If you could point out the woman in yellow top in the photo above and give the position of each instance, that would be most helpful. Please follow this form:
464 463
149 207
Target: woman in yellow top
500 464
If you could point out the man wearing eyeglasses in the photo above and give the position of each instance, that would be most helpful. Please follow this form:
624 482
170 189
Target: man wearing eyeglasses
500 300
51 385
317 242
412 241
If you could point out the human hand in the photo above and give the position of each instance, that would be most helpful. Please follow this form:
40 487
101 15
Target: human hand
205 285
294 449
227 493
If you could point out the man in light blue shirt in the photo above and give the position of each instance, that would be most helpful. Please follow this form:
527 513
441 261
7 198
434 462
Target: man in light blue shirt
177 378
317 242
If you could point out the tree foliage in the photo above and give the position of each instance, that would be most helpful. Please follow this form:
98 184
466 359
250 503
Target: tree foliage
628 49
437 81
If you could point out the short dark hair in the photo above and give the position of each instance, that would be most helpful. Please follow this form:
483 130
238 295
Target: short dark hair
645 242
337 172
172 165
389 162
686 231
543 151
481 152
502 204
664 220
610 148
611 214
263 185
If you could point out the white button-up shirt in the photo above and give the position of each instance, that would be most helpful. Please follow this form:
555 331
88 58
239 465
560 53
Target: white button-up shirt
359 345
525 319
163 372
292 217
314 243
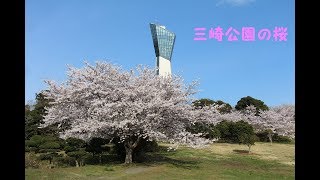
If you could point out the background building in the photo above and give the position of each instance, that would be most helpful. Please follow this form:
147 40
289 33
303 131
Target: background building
163 42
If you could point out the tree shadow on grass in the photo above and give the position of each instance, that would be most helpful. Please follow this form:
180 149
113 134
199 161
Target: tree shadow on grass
158 159
154 158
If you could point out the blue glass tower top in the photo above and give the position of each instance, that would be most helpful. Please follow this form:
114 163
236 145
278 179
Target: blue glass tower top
163 41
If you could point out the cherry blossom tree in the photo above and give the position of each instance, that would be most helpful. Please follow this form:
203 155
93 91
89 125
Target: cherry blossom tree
106 101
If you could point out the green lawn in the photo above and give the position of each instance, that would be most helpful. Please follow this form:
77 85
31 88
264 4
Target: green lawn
219 161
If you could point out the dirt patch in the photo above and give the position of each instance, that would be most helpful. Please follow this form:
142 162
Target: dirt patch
135 170
244 152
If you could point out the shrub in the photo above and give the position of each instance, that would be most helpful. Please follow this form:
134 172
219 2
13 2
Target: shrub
139 152
281 139
50 145
68 148
65 161
90 159
31 161
48 150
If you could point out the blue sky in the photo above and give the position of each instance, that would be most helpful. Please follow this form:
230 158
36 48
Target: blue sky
61 32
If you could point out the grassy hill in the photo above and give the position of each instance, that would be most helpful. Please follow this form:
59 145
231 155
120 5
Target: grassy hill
218 161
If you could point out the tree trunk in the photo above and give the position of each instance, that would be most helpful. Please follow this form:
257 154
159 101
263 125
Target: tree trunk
128 159
129 145
270 138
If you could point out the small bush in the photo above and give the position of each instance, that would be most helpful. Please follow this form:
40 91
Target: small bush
89 159
281 139
65 161
50 145
48 150
31 161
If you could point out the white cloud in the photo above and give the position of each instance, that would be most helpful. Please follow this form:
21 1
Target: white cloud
235 2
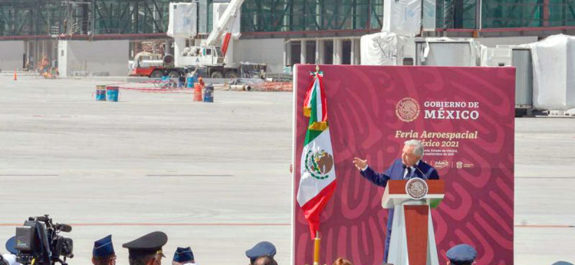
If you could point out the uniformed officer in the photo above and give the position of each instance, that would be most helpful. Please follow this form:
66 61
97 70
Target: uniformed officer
103 252
147 250
261 249
461 254
183 256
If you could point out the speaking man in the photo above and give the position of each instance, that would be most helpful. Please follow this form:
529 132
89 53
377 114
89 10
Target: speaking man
408 166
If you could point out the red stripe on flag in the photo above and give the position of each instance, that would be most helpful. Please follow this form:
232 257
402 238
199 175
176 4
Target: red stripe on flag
313 208
323 99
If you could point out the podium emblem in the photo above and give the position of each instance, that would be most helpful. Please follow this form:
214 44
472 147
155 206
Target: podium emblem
407 109
416 188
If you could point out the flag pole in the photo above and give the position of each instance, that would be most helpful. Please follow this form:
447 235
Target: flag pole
317 240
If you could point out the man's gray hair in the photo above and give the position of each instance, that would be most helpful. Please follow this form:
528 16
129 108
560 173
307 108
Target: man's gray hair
417 147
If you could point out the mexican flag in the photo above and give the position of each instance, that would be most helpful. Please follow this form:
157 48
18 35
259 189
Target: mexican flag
317 182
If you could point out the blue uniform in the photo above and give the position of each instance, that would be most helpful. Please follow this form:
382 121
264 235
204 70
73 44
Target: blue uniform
396 172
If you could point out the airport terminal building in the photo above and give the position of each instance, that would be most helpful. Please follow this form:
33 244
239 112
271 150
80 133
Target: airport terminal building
279 33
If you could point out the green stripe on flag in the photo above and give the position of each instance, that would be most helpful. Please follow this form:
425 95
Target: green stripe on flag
312 133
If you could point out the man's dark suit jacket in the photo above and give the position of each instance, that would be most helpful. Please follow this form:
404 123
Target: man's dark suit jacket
396 172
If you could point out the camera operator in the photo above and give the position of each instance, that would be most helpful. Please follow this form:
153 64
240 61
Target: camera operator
10 258
40 242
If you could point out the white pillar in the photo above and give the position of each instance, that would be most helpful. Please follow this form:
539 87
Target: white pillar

——

* Exercise goal *
Return the whole listing word for word, minus its pictures.

* Solution for this task *
If you could point out the woman in yellow top in the photo above and give the position of each instance, that would be most helpful. Please follow this form:
464 463
149 207
Target: woman in yellow top
500 464
If you could point out the man wearing eyeglasses in the photo above and give the position of each instance, that would be most helpful. Please follow this form:
624 482
170 189
Target: man wearing eyeglasses
500 300
51 385
317 242
412 241
If you could point out the human hand in the photo above and give the position of each instance, that would be most helpful. Please follow this form:
40 487
101 15
Target: human hand
205 285
294 449
227 493
If you could point out the man in light blue shirt in the photo above and give the position of each instance, that would be most helpful. Please follow this form:
527 513
441 261
7 198
434 462
Target: man in light blue shirt
177 378
317 242
If you could point out the tree foliage in the photo above and give the position of each instance, that would be most helpful. Please follow this form:
98 184
466 359
250 503
Target: tree foliage
628 49
437 81
If you could point out the short dark hair in the photo above and give the position of each instance, that would be most helpful. Please follow this form:
483 130
238 295
Target: short dark hair
645 242
337 172
172 165
389 162
686 231
543 151
481 152
502 204
664 220
610 148
611 214
263 185
If you could point out the white button-up shirt in the photo above and give the position of each instance, that would be most helpful. Please follow this form:
555 331
88 58
239 465
560 53
Target: white button-up shirt
359 345
525 319
163 372
292 217
314 243
If you could point out the background building in the photo above and give the position of each instance, that would be most helpful. Please follow this form:
147 40
289 33
303 131
Target: background building
163 42
If you could point out the tree shadow on grass in the photo above and give the position of each instance, that would be most helpful. Please follow this form:
180 149
113 134
199 161
Target: tree shadow on grass
158 159
154 158
If you could point out the blue glass tower top in the photo above and give the position of each instance, that would be most helpful. Please follow this form:
114 163
236 145
278 179
Target: blue glass tower top
163 41
If you could point out the cherry blossom tree in the photo above and give the position of each instance, that would be most helpful. Please follow this form:
203 155
93 91
89 125
Target: cherry blossom tree
106 101
If you could point out the green lawn in the photo above and give the position of each instance, that would be most helpful. Please follow this form:
77 85
31 88
264 4
Target: green lawn
219 161
If you could point out the dirt patch in the photo above and give the position of each instance, that would be most helpful. Please follow this form:
142 162
Target: dirt patch
135 170
244 152
If you could point out the shrub in the photo above and give the position of each instance, that would be most helpful. Please follow this form:
134 172
219 2
13 2
Target: shrub
139 152
281 139
50 145
68 148
65 161
90 159
31 161
48 150
If you could point out the blue sky in the photo above and give the position of each instance, that would be most helpful. Please follow this form:
230 158
36 48
Target: blue sky
61 32
If you could point out the grassy hill in the photo above and give the position of each instance, that would be most helpful. Please follow this form:
59 145
231 155
120 5
Target: grassy hill
218 161
If you could point out the tree trunk in the photo above and give the position of each instance, that would be most helpful. Please follow this form:
257 154
159 101
263 125
Target: tree trunk
128 159
129 145
270 138
If you could point out the small bush in the photo above and give the position of each instance, that would be most helpful. Please follow this form:
40 91
Target: small bush
89 159
281 139
65 161
50 145
48 150
31 161
If you could point out the white cloud in the photo above and give the position of each instance, that would be most helpful. Please follow this form:
21 1
Target: white cloud
235 2
If you could point out the uniformed officer in the photo above and give the position of each instance, that would be most helpful. Please follow this form:
66 61
97 70
Target: uniformed officer
103 252
147 250
261 249
461 254
183 256
If you could point out the speaking man in the photo above and give the position of each instance, that would be most helpful. Please follow this form:
529 132
89 53
377 114
89 10
Target: speaking man
408 166
If you could point out the red stripe on flag in the photo above and give the position of each instance, that would be most helpful. Please follow this form:
232 257
402 238
199 175
176 4
Target: red stripe on flag
313 208
323 99
If you could point out the podium emblem in the photo above and give the position of each instance, that would be most helpful. Please follow this form:
214 44
472 147
155 206
Target: podium emblem
407 109
416 188
If you could point out the flag pole in the photo above and give the position of each instance, that would be most helpful. Please follow this form:
447 235
Target: flag pole
317 240
If you could point out the man's gray hair in the photo above and give the position of each instance, that would be most helpful. Please follow this form:
528 16
129 108
560 173
307 108
Target: man's gray hair
417 147
If you could point out the mexican flag in the photo above and give the position of each instance, that would be most helpful. Please follow this form:
157 48
18 35
259 189
Target: mexican flag
317 182
If you could point out the blue uniform in the photo above and give the position of each instance, that would be most helpful. Please follow this form:
382 121
264 235
204 70
73 44
Target: blue uniform
396 172
If you could point out the airport terminal building in the photo above and give the position of each instance, that would be most helpful. Please follow this form:
33 244
239 112
271 150
80 133
Target: airport terminal building
279 33
If you could point out the green stripe on flag in the photo above and give the position of each instance, that would be most helpful. Please follow this form:
425 95
Target: green stripe on flag
312 133
If you could point out the man's dark suit jacket in the photo above and give the position of each instance, that would be most helpful. Please follow this form:
404 123
Target: man's dark suit jacket
396 172
If you could point out the camera operator in the photo above and give the position of each instance, that would be most helpful. Please follow this form:
153 64
240 61
Target: camera operator
10 258
40 242
If you could point out the white pillar in the photo above and give the position of each instance, that would be most helpful. Please follow this form:
539 87
Target: white pillar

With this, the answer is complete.